So for a while now I’ve been getting requests at work for a certain type of brownies I made a month or so — Marbled Chocolate Almond Brownies. Almonds are really the star of these brownies: the almond butter in the batter, the hint of almond extract, and the chocolate almond spread that swirls gorgeously throughought it all.
Without a doubt, this recipe depends on the Chocolate Almond Spread in the marble. Today, I’m posting the recipe just for the spread, which tastes great on toast too! In a few days, I’ll get around to posting the actual brownie recipe.
Trust me, this spread is amazing. It’s like an almond version of Nutella, but it tastes much more… natural and is probably much healthier for you.
I recommend you toast your almonds before you start and use unsalted ones. The toasting is not that hard, only takes about 6 minutes, and really enhances the nutty flavour.
So, without further ado, my Chocolate Almond Spread!
Chocolate Almond Spread
Ingredients:
2 cups almonds, toasted
¼ cup cocoa
1 cup icing sugar
½ cup oil
Directions:
1.   Preheat oven to 400F Spread out the almonds (if untoasted) on a metal baking sheet in a single layer. Place in oven for around 3 min. Open and stir the nuts around.  Cook for another 3 minutes. By this point the nuts should smell fragrant and their flavour intensified, but not burnt. Let almonds cool.
2.   Put almonds in food processor and puree until the almonds form a stiff ball. This may take a few minutes; be patient.
3.   Once a ball is formed, add the icing sugar and cocoa. Process for another 3 or so minutes, then add the oil. You made need less than ¼ cup or you may need all of it; I usually end up using the whole ¼ cup.
4.   Keep whirring it around until it has reached a spread like consistency that you’re satisfied with. If you want a slurpier spread, add a bit more oil. Use in the brownie recipe, on toast, or if you’re a glutton like me, on a spoon!

(Stored items)
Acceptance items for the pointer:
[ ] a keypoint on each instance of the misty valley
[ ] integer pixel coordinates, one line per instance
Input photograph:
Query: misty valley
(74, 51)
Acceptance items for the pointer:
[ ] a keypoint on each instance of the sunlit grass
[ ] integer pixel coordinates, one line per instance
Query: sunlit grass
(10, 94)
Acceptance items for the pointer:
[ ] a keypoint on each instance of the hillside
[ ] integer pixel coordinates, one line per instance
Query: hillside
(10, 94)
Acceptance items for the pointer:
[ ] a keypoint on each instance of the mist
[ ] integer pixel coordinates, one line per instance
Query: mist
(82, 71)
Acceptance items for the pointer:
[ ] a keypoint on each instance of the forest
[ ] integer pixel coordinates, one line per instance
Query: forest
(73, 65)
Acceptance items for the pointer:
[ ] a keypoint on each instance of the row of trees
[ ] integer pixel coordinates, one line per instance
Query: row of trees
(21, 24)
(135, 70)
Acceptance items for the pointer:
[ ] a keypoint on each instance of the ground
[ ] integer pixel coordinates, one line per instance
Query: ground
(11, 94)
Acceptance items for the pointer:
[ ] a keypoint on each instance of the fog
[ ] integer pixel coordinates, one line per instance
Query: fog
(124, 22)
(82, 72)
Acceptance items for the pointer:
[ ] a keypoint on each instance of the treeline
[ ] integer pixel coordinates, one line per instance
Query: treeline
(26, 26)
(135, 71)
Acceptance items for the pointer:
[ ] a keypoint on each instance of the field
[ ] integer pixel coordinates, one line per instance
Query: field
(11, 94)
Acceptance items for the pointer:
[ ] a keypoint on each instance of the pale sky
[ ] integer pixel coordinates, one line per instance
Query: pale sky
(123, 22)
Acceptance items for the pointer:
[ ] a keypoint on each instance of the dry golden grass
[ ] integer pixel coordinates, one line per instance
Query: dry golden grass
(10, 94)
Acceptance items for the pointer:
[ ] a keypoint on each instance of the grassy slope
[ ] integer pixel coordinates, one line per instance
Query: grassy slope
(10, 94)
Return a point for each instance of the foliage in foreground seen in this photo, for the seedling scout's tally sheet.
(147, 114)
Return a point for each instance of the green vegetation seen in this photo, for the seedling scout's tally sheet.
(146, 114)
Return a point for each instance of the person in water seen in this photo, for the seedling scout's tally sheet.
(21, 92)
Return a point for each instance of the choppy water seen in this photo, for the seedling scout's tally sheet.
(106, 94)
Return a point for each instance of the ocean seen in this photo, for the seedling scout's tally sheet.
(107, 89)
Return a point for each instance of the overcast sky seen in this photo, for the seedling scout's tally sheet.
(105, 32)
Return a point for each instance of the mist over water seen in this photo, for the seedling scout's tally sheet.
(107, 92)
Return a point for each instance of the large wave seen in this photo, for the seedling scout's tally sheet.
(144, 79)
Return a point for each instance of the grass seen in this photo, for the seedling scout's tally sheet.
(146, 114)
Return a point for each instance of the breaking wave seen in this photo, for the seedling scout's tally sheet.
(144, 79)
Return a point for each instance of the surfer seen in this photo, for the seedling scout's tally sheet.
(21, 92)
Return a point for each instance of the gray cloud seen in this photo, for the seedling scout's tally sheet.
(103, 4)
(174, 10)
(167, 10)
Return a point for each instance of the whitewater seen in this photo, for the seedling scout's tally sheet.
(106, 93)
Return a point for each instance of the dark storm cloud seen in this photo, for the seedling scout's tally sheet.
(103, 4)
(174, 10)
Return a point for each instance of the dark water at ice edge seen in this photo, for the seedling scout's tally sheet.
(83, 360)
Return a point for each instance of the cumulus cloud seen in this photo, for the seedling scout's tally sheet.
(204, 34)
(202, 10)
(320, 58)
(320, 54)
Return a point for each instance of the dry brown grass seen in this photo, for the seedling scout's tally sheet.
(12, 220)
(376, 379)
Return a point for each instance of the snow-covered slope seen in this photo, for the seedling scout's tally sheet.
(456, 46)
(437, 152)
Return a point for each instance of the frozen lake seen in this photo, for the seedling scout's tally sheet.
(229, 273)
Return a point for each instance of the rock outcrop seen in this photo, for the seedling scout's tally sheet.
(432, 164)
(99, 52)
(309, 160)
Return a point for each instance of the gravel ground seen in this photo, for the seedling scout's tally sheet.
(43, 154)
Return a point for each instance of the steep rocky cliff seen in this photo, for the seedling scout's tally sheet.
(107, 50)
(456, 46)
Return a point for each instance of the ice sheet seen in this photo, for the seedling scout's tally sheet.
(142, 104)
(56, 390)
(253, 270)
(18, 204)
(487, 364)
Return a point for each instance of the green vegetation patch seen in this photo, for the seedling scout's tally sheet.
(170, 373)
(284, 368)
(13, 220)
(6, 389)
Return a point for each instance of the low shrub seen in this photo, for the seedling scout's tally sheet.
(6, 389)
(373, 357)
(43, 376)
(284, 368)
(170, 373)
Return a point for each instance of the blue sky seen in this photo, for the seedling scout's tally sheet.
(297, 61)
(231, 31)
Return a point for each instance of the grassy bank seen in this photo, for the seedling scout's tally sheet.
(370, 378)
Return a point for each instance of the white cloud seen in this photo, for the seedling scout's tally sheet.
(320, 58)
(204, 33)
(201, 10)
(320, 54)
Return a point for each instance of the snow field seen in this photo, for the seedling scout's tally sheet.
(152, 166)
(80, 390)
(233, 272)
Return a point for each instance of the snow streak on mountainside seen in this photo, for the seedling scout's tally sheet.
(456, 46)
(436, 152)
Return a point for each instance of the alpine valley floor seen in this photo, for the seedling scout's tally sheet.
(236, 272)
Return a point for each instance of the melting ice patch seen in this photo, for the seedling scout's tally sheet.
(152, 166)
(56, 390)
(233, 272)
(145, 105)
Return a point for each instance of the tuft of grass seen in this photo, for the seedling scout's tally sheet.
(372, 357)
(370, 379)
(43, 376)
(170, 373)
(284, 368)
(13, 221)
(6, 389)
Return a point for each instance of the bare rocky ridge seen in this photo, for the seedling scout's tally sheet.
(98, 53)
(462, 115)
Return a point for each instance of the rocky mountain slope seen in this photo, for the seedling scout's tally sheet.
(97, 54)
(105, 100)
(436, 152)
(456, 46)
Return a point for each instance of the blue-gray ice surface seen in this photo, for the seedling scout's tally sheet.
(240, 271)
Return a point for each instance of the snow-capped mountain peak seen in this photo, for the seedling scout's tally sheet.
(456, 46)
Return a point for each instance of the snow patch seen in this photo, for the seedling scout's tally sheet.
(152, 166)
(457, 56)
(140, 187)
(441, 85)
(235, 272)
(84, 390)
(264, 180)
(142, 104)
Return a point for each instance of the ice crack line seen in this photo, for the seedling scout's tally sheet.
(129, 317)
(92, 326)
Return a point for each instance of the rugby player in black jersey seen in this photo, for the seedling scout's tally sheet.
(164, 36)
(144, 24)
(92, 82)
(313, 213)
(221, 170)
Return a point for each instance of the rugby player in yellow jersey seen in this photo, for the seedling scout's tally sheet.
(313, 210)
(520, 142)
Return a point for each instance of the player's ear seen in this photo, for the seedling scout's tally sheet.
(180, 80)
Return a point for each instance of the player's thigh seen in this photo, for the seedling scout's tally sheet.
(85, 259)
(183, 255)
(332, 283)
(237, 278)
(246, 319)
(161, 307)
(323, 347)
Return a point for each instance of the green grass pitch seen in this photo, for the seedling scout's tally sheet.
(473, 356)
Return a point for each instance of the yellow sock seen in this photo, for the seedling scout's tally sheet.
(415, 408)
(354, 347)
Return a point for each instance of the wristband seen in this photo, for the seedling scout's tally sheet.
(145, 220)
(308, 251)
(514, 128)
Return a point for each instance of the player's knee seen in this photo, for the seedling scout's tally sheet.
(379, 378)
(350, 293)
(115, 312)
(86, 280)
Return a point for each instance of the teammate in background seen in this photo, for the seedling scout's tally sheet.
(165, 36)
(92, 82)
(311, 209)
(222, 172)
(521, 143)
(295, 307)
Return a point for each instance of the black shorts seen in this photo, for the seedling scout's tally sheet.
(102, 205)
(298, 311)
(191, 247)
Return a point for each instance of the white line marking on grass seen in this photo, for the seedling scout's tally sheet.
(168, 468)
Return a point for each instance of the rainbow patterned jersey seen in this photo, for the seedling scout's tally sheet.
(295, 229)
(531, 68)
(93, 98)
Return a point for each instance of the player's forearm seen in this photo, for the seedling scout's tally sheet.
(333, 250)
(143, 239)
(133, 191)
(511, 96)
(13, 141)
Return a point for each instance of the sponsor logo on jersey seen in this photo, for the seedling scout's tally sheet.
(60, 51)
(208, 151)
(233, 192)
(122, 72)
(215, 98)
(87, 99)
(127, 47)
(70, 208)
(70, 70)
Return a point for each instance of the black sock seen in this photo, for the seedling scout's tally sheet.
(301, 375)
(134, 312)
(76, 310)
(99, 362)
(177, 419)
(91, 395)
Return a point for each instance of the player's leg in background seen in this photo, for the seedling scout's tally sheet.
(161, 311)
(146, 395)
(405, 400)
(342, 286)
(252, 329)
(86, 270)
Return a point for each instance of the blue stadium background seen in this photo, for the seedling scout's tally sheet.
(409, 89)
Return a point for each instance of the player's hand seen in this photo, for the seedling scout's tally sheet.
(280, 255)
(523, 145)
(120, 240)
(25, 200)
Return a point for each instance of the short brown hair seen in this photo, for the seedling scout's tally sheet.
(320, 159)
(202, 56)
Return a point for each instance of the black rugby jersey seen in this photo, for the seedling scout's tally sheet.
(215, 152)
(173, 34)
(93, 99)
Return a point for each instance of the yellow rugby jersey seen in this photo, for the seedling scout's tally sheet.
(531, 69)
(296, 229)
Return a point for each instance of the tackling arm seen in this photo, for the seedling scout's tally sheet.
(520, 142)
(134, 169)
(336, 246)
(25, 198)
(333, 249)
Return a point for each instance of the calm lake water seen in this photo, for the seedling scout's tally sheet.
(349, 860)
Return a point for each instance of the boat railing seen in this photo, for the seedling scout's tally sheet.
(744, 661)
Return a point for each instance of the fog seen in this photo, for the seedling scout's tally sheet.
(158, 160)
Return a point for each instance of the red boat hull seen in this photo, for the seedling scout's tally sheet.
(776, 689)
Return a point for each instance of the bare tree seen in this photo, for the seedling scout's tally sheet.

§ **PROBLEM SET**
1 - In the chocolate almond spread post, what kind of almonds does the writer recommend using?
2 - Reproduce the part of the chocolate almond spread post that opens with the words containing "So for a while" and closes with "actual brownie recipe.".

§ **ANSWERS PROVIDED**
1 - Toasted, unsalted almonds.

2 -
So for a while now I’ve been getting requests at work for a certain type of brownies I made a month or so — Marbled Chocolate Almond Brownies. Almonds are really the star of these brownies: the almond butter in the batter, the hint of almond extract, and the chocolate almond spread that swirls gorgeously throughought it all.
Without a doubt, this recipe depends on the Chocolate Almond Spread in the marble. Today, I’m posting the recipe just for the spread, which tastes great on toast too! In a few days, I’ll get around to posting the actual brownie recipe.